***** PASSAGE
Generally, when artificial intelligence (AI) is brought up in conversation, it is in the context of science fiction. When people attempt to relay serious concerns about possible dangers of AI, they are met with either derision, denial or concerns for the job market. However, AI, superintelligent general AI to be more specific, is considered to be one of the biggest and most pressing existential threats by some of the brightest minds alive today.
Superintelligent narrow AI already exists. A pocket calculator is a form of narrow AI that is far superior to the greatest mathematician to have ever lived at performing arithmetic. And we have created much more powerful AI. Back in 2015, AlphaGo, an AI developed by Google’s Deepmind, became the first AI to defeat a professional human go player (go being an ancient strategy game considered far more complex than chess). Now AlphaZero, a successor to AlphaGo, has beaten the previous world’s best chess-playing AI, which was already superhuman, after taking only four hours to learn the game.
**********
***** DATASET EXTRACT
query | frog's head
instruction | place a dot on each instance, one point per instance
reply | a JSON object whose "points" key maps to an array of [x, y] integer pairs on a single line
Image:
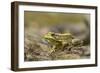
{"points": [[49, 36]]}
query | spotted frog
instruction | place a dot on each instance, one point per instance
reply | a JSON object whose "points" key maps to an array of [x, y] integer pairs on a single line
{"points": [[58, 40]]}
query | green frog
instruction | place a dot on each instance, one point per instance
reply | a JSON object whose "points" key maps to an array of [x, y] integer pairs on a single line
{"points": [[58, 40]]}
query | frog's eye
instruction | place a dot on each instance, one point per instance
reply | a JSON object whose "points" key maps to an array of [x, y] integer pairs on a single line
{"points": [[52, 34]]}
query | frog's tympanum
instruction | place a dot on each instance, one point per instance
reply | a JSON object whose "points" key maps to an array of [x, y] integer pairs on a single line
{"points": [[59, 40]]}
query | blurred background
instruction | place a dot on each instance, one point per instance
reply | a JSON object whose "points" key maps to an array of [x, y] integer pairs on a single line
{"points": [[37, 24]]}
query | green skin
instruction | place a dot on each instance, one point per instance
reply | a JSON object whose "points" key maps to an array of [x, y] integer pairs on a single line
{"points": [[57, 40]]}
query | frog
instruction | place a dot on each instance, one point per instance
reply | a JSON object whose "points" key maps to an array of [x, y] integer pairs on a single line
{"points": [[58, 40]]}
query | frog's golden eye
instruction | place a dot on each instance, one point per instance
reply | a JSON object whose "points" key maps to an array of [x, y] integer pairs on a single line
{"points": [[52, 34]]}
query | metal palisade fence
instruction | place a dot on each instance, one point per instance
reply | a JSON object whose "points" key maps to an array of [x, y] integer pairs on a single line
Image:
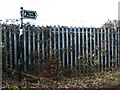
{"points": [[80, 47]]}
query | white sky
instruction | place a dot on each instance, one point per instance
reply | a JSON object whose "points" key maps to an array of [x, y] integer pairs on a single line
{"points": [[63, 12]]}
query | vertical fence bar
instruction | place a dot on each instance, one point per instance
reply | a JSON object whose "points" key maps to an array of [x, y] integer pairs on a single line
{"points": [[54, 41], [102, 49], [24, 30], [15, 47], [116, 41], [5, 43], [67, 47], [50, 42], [87, 44], [83, 42], [75, 44], [71, 49], [112, 33], [63, 48], [10, 42], [29, 45], [79, 41], [33, 46], [94, 50], [59, 43], [108, 48], [105, 40], [38, 45], [98, 48], [43, 51], [91, 46], [119, 47]]}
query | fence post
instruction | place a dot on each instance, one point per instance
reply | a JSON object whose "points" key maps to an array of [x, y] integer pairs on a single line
{"points": [[0, 56]]}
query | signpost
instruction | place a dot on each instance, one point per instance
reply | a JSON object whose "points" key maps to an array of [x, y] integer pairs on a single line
{"points": [[27, 14]]}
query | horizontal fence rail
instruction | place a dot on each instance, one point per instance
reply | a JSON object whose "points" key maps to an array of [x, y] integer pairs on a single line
{"points": [[74, 47]]}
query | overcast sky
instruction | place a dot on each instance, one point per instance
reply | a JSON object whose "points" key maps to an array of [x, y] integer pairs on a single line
{"points": [[63, 12]]}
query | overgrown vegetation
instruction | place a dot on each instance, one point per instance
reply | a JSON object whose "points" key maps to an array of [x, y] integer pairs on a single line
{"points": [[54, 76]]}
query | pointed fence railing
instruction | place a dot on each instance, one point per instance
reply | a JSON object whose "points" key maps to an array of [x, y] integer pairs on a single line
{"points": [[83, 47]]}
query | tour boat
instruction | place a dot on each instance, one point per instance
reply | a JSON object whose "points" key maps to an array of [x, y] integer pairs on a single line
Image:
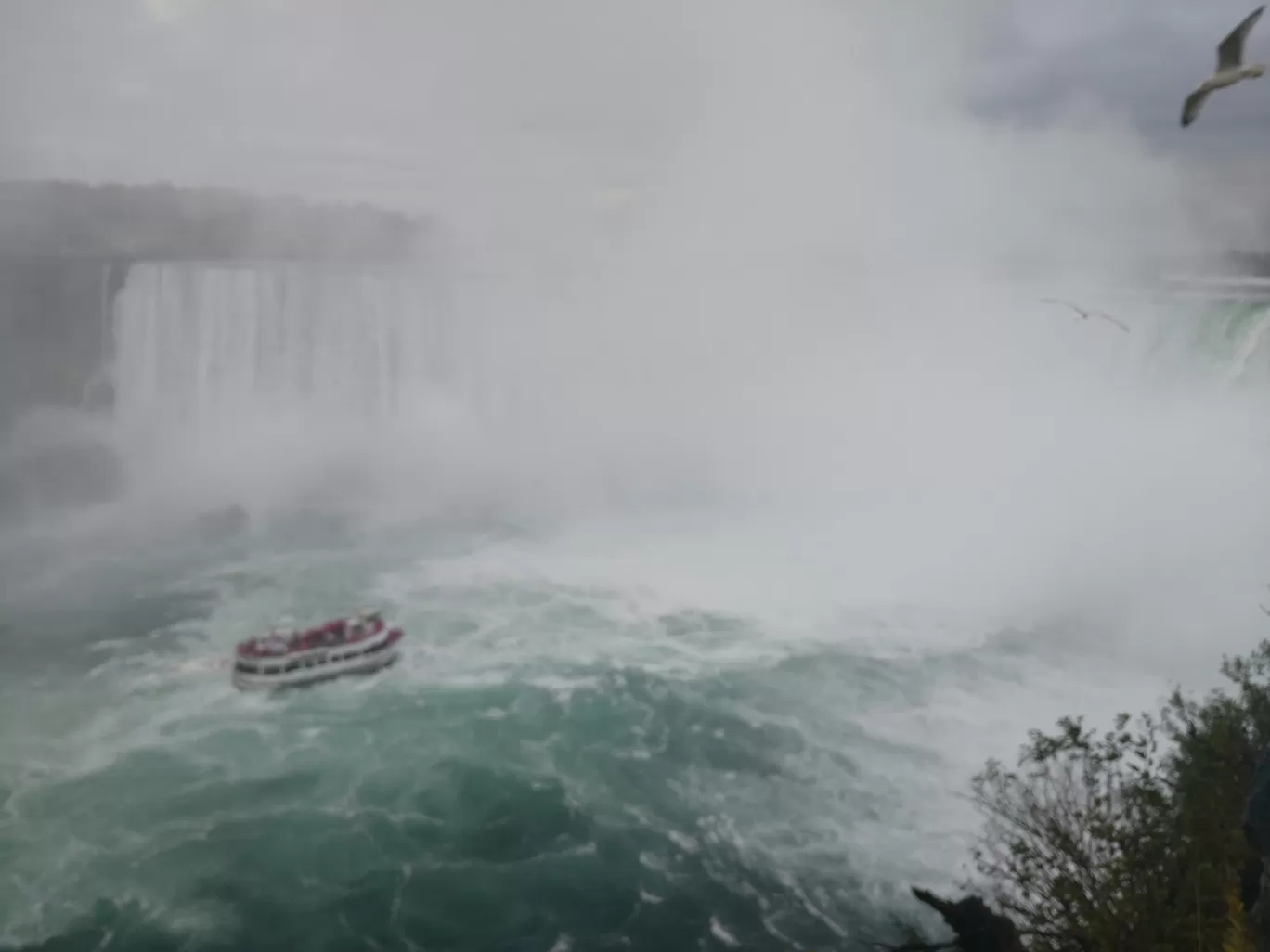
{"points": [[359, 645]]}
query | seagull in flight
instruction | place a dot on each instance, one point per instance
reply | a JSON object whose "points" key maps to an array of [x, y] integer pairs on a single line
{"points": [[1083, 314], [1229, 68]]}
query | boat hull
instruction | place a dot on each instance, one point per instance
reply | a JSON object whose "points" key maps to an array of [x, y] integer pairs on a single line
{"points": [[315, 666]]}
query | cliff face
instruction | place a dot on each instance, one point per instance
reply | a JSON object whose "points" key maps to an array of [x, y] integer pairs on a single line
{"points": [[162, 223], [66, 248], [65, 252]]}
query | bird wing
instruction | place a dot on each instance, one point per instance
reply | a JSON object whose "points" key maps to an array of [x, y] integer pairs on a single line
{"points": [[1193, 104], [1229, 51]]}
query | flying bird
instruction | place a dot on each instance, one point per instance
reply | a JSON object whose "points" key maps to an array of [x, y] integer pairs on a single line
{"points": [[1083, 314], [1229, 68]]}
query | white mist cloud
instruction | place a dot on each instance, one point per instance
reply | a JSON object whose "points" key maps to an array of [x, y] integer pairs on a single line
{"points": [[817, 293]]}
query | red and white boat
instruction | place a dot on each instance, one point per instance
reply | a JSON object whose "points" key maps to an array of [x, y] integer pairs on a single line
{"points": [[359, 645]]}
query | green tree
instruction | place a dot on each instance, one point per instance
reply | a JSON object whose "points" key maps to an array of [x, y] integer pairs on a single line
{"points": [[1129, 839]]}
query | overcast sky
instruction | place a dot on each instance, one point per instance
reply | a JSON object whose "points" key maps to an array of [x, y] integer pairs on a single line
{"points": [[142, 89]]}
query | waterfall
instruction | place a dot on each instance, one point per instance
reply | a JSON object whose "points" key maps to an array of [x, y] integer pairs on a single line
{"points": [[197, 341]]}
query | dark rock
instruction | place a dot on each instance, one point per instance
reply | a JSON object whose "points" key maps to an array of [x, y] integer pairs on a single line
{"points": [[977, 928]]}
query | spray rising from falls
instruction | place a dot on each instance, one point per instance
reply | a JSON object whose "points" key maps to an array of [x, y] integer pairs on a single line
{"points": [[253, 383]]}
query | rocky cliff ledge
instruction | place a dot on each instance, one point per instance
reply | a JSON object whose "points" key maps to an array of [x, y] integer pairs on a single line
{"points": [[66, 249], [164, 223]]}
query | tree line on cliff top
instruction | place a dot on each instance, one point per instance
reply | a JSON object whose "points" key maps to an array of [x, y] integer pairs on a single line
{"points": [[1124, 841]]}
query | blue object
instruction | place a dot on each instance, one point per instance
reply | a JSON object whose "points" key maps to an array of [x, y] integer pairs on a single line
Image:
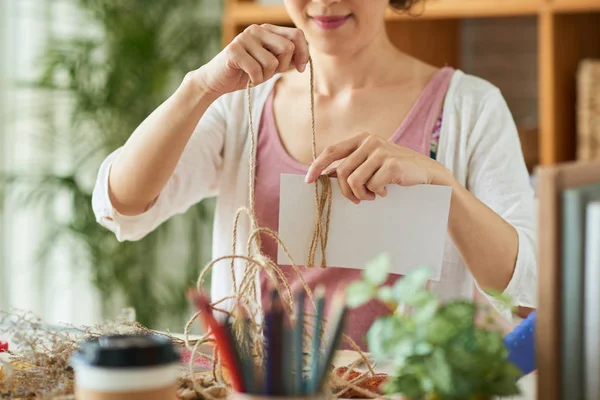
{"points": [[521, 344]]}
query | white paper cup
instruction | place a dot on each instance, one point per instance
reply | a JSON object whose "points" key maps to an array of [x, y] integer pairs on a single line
{"points": [[126, 367]]}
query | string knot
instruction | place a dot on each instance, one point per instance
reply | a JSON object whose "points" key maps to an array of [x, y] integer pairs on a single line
{"points": [[323, 199]]}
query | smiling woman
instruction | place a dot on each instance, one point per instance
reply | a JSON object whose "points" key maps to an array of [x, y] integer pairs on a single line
{"points": [[382, 118]]}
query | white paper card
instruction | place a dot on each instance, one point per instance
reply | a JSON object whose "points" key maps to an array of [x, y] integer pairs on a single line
{"points": [[410, 224]]}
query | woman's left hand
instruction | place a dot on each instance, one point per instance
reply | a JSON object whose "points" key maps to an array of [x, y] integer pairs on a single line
{"points": [[366, 163]]}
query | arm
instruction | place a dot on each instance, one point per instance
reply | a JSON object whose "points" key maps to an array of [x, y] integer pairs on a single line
{"points": [[173, 159], [491, 220], [146, 162]]}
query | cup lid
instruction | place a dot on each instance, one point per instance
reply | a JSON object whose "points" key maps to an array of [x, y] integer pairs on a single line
{"points": [[126, 351]]}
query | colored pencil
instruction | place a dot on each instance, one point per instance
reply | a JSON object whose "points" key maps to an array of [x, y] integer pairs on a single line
{"points": [[273, 333], [316, 342], [299, 386], [224, 346], [335, 335], [245, 362]]}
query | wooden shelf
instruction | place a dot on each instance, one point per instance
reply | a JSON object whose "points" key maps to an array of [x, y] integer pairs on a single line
{"points": [[247, 13], [576, 5]]}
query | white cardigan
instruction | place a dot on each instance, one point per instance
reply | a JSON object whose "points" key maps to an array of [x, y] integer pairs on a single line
{"points": [[479, 144]]}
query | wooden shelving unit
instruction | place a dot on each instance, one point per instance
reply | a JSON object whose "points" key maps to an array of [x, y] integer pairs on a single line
{"points": [[568, 31]]}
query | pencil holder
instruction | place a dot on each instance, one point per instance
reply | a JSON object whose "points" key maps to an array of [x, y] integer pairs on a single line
{"points": [[245, 396]]}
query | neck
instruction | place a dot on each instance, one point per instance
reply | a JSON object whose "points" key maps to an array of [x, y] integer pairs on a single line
{"points": [[355, 70]]}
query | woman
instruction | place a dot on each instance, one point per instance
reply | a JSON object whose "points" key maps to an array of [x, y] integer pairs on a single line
{"points": [[382, 118]]}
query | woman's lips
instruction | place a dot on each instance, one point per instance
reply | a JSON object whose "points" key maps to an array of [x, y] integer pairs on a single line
{"points": [[330, 22]]}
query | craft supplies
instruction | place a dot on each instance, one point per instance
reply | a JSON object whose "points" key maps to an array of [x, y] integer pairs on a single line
{"points": [[284, 373], [244, 268], [126, 367]]}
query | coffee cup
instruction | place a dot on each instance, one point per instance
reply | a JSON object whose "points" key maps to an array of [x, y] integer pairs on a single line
{"points": [[132, 367]]}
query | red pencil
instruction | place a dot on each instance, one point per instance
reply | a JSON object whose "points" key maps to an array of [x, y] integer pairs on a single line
{"points": [[224, 345]]}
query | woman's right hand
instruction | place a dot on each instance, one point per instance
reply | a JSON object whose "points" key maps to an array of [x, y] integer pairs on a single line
{"points": [[259, 53]]}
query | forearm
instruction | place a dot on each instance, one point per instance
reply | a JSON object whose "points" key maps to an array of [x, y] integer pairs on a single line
{"points": [[487, 243], [147, 160]]}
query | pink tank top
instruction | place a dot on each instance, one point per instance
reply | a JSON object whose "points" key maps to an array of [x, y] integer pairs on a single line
{"points": [[419, 131]]}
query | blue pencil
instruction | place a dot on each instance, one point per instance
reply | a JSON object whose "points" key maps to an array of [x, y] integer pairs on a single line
{"points": [[273, 331], [335, 335], [299, 386]]}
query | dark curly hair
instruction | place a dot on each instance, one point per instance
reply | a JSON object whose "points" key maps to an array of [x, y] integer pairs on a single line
{"points": [[403, 5]]}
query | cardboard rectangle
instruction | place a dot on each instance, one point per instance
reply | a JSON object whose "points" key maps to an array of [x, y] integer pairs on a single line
{"points": [[410, 224]]}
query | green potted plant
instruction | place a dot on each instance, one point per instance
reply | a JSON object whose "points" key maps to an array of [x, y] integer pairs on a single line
{"points": [[101, 81], [436, 350]]}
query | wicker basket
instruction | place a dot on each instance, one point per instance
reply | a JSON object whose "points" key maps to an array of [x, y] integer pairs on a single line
{"points": [[588, 110]]}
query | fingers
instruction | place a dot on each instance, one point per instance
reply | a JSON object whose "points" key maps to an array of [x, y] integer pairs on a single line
{"points": [[381, 178], [347, 169], [332, 154], [296, 36], [268, 62], [281, 47], [247, 63], [273, 49]]}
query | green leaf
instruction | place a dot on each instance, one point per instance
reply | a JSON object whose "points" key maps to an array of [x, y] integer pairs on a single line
{"points": [[384, 335], [359, 293], [376, 271], [385, 294], [439, 371], [411, 283], [426, 311]]}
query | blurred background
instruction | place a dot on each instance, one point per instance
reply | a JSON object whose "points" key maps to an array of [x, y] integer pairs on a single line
{"points": [[77, 77]]}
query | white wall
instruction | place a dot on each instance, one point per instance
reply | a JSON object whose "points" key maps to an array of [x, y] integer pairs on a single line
{"points": [[58, 293]]}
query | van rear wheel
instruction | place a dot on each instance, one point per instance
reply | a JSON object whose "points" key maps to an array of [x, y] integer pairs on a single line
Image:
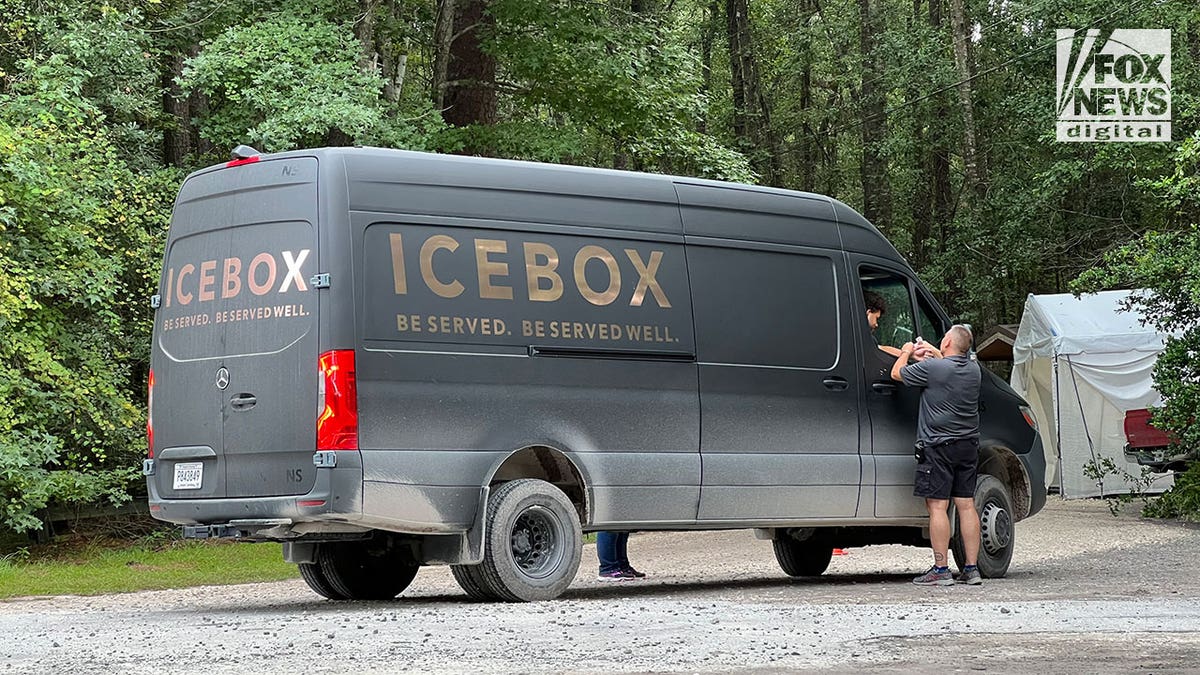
**********
== ASSIGNED TASK ==
Reproduce the entire passage on artificial intelligence word for word. The listing was taken from a different source than the passage.

== WRITTEN RESPONSE ==
Generally, when artificial intelligence (AI) is brought up in conversation, it is in the context of science fiction. When people attempt to relay serious concerns about possible dangers of AI, they are met with either derision, denial or concerns for the job market. However, AI, superintelligent general AI to be more specific, is considered to be one of the biggest and most pressing existential threats by some of the brightest minds alive today.
Superintelligent narrow AI already exists. A pocket calculator is a form of narrow AI that is far superior to the greatest mathematician to have ever lived at performing arithmetic. And we have created much more powerful AI. Back in 2015, AlphaGo, an AI developed by Google’s Deepmind, became the first AI to defeat a professional human go player (go being an ancient strategy game considered far more complex than chess). Now AlphaZero, a successor to AlphaGo, has beaten the previous world’s best chess-playing AI, which was already superhuman, after taking only four hours to learn the game.